Haroon took a leadership role in smpl Burger after Pareja completed his undergraduate degree and stepped back from the business in Spring 2024. Pareja said he continues to love and support the “bootstrapping” business but does not participate in its everyday operations anymore. AlHusayni has also stepped back from the business, according to Salamoun.
smpl Burger’s brand and worth ethic are “spontaneous” and “ambitious,” Haroon said. In terms of the food, he said that eating the burgers may be his favorite part of the business.
“Even if we're not [open and] selling burgers, I want a burger,” Haroon said with a laugh.
smpl Burger’s menu is simple — so simple that the brand’s name doesn’t require vowels, Salamoun said. They offer two items: burgers and fries.
The smpl Burger crew spreads the love for the American staple food around Collegetown. Along with Salamoun and Haroon manning the truck, they said that sometimes their friends and peers — from engineering students to students on the pre-med track — hang around the truck just to try flipping a burger.
The co-founders said their “goal is [to open] 100 locations in other college towns” around the United States. However, right now, with their one location in Ithaca, Salamoun said that being a part of the Cornell community is important.
“We want to be a big part of Cornell’s culture,” Salamoun said. “It would be really sick if when people think ‘Cornell,’ they automatically think ‘smpl Burger.’”
Correction, Feb. 25, 12:00 a.m.: A previous version of the article did not include Talal AlHusayni ’25 as a co-founder of smpl Burger.

TASK DATA |

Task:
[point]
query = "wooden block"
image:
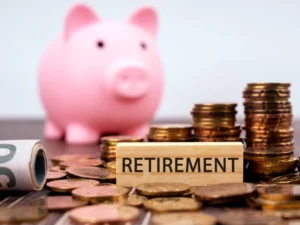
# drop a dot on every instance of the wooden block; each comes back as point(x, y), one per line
point(193, 163)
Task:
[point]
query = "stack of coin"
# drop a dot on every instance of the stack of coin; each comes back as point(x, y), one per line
point(109, 145)
point(215, 122)
point(269, 137)
point(170, 133)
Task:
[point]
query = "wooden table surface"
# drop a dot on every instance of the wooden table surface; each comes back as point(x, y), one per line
point(33, 129)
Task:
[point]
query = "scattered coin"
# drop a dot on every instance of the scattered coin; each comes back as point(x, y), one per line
point(70, 184)
point(266, 204)
point(104, 213)
point(55, 175)
point(63, 203)
point(56, 169)
point(100, 193)
point(109, 145)
point(17, 215)
point(288, 214)
point(80, 162)
point(249, 217)
point(280, 192)
point(135, 200)
point(224, 193)
point(183, 218)
point(89, 172)
point(67, 157)
point(172, 204)
point(162, 189)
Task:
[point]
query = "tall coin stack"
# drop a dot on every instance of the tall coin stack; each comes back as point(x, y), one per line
point(269, 136)
point(109, 145)
point(215, 122)
point(170, 133)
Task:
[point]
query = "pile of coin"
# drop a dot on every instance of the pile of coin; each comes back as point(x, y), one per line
point(269, 137)
point(170, 133)
point(278, 197)
point(109, 145)
point(215, 122)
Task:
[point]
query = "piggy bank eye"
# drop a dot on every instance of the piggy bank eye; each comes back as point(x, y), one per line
point(143, 45)
point(100, 44)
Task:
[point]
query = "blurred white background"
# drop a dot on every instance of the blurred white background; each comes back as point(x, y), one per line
point(210, 48)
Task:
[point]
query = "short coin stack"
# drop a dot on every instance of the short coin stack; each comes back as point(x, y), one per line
point(215, 122)
point(170, 133)
point(109, 145)
point(269, 137)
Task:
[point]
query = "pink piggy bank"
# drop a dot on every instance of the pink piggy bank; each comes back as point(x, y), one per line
point(101, 77)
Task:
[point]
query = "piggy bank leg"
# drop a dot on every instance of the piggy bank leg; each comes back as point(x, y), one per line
point(52, 131)
point(141, 131)
point(81, 134)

LIST OF TASKS |
- A) Could you duplicate everything in the smpl Burger article from "Haroon took a" down to "of the business."?
- B) Can you pick out every line in the rows that contains the string "wooden", with case counting?

RESPONSES BY TASK |
- A)
Haroon took a leadership role in smpl Burger after Pareja completed his undergraduate degree and stepped back from the business in Spring 2024. Pareja said he continues to love and support the “bootstrapping” business but does not participate in its everyday operations anymore. AlHusayni has also stepped back from the business, according to Salamoun.
smpl Burger’s brand and worth ethic are “spontaneous” and “ambitious,” Haroon said. In terms of the food, he said that eating the burgers may be his favorite part of the business.

- B)
query = "wooden block"
# drop a dot on every instance of the wooden block; each comes back as point(x, y), one per line
query = "wooden table surface"
# drop a dot on every instance of the wooden table surface; each comes back as point(x, y), one per line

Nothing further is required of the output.